_SOURCE DOCUMENT_

•••

### grp

# Spark: The Definitive Guide

## PART 6: Advanced Analytics and Machine Learning 

## dataPaths

In [1]:
clust = '/Users/grp/sparkTheDefinitiveGuide/data/retail-data/by-day/*.csv'

## _Chapter #29 - Unsupervised Learning_

-  UL tries to discover patterns and underlying structure of dataset typically via clustering:
    -  clustering can create odd clusters because of high-dimensional spaces aka "the curse of dimensionality":
        -  as feature space expands in dimensionality it becomes increasingly sparse and contains more noise in the data:
            - thus as the dimensions increase the data needed to compute statistical results increases very fast:
                -  thus making it difficult to predict hence reading in on noise instead of the factors causing the cluster groupings
-  K-Means / Bisecting K-Means group data by reducing sum of squared distances from the center of the cluster
-  Gaussian Mixture Model produces clusters based on Gaussian distribution

### Use Cases:
-  identifying anomalies in data
-  topic modeling to identify topics within unstructured text
-  identifying groups in data

### MLlib Unsupervised Models:
-  K-Means
-  Bisecting K-Means
-  GMM (Gaussian Mixture Model)
-  LDA (Latent Dirichlet Allocation)

### Model Configuration:
-  Model Hyperparameters (structure of how model can be initialized)
-  Training Parameters (structure of how model can be trained)

•••

_MATERIAL SUPPLIED_
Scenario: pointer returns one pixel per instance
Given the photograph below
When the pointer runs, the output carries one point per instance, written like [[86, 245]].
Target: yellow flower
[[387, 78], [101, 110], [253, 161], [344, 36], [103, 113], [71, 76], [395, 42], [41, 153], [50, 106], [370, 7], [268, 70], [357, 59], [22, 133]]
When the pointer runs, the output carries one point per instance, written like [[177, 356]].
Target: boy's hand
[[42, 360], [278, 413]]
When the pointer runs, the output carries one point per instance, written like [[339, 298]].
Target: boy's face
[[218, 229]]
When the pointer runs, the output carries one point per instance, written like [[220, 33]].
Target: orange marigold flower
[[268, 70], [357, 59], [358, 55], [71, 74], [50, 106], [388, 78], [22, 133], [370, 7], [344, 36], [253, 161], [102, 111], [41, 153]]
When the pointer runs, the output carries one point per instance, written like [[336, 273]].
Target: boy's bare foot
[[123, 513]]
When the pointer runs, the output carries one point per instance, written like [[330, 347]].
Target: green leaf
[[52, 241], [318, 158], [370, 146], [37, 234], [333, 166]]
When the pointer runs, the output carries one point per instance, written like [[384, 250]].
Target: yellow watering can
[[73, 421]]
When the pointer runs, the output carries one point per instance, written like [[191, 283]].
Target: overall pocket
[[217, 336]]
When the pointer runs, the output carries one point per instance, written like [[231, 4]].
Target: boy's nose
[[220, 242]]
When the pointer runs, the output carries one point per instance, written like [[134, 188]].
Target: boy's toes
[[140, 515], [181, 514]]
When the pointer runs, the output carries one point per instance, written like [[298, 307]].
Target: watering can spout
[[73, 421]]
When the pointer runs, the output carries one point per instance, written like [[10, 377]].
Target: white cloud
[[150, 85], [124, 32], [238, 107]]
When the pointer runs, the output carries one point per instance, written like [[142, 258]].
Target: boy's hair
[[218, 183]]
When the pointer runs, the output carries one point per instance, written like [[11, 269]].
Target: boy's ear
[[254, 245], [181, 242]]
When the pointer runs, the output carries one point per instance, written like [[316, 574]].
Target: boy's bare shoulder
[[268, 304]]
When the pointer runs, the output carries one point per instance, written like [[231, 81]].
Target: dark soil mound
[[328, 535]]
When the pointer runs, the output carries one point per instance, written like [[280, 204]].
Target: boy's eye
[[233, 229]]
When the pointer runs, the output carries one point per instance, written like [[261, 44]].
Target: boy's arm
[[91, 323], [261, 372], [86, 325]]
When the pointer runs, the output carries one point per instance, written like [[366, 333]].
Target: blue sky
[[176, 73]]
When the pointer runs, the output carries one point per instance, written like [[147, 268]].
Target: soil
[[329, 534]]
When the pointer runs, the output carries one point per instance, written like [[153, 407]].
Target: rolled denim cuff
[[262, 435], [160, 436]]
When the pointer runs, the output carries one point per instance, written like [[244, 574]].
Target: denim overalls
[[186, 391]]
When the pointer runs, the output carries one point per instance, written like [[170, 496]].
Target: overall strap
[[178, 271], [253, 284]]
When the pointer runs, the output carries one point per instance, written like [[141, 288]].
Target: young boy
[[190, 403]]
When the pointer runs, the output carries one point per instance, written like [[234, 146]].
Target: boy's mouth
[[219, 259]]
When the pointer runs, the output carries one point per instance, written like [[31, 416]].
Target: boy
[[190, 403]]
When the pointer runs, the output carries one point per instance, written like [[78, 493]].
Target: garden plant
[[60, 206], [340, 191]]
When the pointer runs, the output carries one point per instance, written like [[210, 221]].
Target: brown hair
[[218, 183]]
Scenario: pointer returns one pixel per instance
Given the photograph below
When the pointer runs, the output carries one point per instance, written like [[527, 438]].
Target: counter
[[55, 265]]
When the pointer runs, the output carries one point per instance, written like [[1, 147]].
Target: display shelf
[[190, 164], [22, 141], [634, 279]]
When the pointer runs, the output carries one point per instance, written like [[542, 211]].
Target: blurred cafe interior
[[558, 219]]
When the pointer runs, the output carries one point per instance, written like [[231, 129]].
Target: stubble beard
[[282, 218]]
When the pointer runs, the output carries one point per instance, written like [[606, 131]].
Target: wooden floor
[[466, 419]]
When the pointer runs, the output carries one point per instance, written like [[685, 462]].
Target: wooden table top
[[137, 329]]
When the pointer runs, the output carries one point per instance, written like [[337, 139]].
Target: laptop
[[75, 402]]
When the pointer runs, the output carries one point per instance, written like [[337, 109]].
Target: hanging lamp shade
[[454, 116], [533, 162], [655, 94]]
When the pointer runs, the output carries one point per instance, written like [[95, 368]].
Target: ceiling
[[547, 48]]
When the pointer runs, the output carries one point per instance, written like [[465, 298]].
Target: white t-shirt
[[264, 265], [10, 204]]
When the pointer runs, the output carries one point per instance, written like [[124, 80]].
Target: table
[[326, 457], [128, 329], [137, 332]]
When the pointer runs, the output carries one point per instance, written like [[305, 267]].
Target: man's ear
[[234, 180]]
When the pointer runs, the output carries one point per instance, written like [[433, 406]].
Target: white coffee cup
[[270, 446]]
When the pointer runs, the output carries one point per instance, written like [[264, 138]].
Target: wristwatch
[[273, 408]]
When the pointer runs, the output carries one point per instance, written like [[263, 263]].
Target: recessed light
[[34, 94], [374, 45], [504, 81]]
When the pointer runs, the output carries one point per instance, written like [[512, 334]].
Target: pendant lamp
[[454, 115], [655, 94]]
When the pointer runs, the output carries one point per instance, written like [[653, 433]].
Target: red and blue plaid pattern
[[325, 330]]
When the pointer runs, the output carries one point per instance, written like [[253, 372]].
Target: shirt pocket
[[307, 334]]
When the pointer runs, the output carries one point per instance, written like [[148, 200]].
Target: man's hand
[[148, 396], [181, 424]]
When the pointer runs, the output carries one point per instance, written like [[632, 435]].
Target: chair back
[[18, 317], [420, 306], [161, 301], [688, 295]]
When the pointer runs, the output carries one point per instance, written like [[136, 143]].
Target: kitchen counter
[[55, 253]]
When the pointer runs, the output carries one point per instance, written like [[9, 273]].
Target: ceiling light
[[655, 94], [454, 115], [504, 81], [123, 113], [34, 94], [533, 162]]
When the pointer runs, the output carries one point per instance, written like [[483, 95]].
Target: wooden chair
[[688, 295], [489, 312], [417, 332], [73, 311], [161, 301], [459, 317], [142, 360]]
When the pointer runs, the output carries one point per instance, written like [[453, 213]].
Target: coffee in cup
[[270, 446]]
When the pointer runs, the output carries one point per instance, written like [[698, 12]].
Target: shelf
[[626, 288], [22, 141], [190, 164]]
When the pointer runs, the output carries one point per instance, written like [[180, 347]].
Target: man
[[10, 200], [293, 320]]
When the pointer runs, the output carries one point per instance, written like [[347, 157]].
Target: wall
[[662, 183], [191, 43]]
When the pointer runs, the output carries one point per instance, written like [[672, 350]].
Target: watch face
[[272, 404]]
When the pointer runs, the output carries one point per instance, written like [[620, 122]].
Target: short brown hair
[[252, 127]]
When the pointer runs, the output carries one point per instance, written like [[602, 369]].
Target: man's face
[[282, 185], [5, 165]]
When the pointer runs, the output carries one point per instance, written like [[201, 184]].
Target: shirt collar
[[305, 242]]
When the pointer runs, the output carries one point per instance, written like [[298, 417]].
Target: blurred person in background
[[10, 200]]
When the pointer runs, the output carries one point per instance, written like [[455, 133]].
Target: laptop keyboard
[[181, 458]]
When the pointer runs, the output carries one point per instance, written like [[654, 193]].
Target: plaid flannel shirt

•••

_GIVEN INSTRUCTION 1_
Answer these questions from the unsupervised learning notes:
(a) What do K-Means and Bisecting K-Means reduce in order to group data?
(b) Which use case is given for finding topics within unstructured text?
(c) What does LDA stand for?
_GIVEN INSTRUCTION 2_
Reproduce the stretch of the unsupervised learning notes from "### MLlib Unsupervised" through "can be initialized)".
_GIVEN INSTRUCTION 3_
Translate this line from the unsupervised learning notes into Spanish: "Gaussian Mixture Model produces clusters based on Gaussian distribution."

_FINAL ANSWER 1_
(a) The sum of squared distances from the center of the cluster.
(b) Topic modeling.
(c) Latent Dirichlet Allocation.

_FINAL ANSWER 2_
### MLlib Unsupervised Models:
-  K-Means
-  Bisecting K-Means
-  GMM (Gaussian Mixture Model)
-  LDA (Latent Dirichlet Allocation)

### Model Configuration:
-  Model Hyperparameters (structure of how model can be initialized)

_FINAL ANSWER 3_
El modelo de mezcla gaussiana produce clústeres basados en la distribución gaussiana.